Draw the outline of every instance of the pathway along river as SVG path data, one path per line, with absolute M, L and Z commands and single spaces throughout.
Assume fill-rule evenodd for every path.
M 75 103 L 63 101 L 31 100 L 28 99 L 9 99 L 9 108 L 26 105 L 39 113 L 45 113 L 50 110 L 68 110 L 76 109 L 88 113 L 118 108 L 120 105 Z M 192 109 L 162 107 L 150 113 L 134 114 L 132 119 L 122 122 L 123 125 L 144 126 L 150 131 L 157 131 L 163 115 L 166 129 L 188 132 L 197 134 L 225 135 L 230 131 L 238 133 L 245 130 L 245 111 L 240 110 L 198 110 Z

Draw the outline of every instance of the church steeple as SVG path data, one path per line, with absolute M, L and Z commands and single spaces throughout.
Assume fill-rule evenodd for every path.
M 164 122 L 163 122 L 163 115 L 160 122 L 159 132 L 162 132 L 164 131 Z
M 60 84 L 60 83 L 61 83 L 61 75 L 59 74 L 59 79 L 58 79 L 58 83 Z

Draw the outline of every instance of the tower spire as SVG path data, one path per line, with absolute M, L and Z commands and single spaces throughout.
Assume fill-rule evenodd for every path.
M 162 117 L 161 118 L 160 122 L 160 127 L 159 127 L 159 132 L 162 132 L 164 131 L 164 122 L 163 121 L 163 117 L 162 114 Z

+ + + + +

Exercise objective:
Could you reproduce, line for line, the items beginning at the start of the items and stopping after the line that contains "M 75 103 L 63"?

Final result:
Draw the outline of every instance of the pathway along river as SVG path data, one path per line, with absolute M, L and Z commands and single spaces throughout.
Assume fill-rule evenodd for every path.
M 75 103 L 63 101 L 31 100 L 28 99 L 9 99 L 9 108 L 26 105 L 39 113 L 45 113 L 50 110 L 68 110 L 76 109 L 88 113 L 118 108 L 120 105 Z M 192 109 L 162 107 L 150 113 L 134 114 L 132 119 L 122 122 L 123 125 L 144 126 L 150 131 L 157 131 L 163 115 L 166 129 L 188 132 L 197 134 L 225 135 L 230 131 L 238 133 L 245 130 L 245 111 L 240 110 L 198 110 Z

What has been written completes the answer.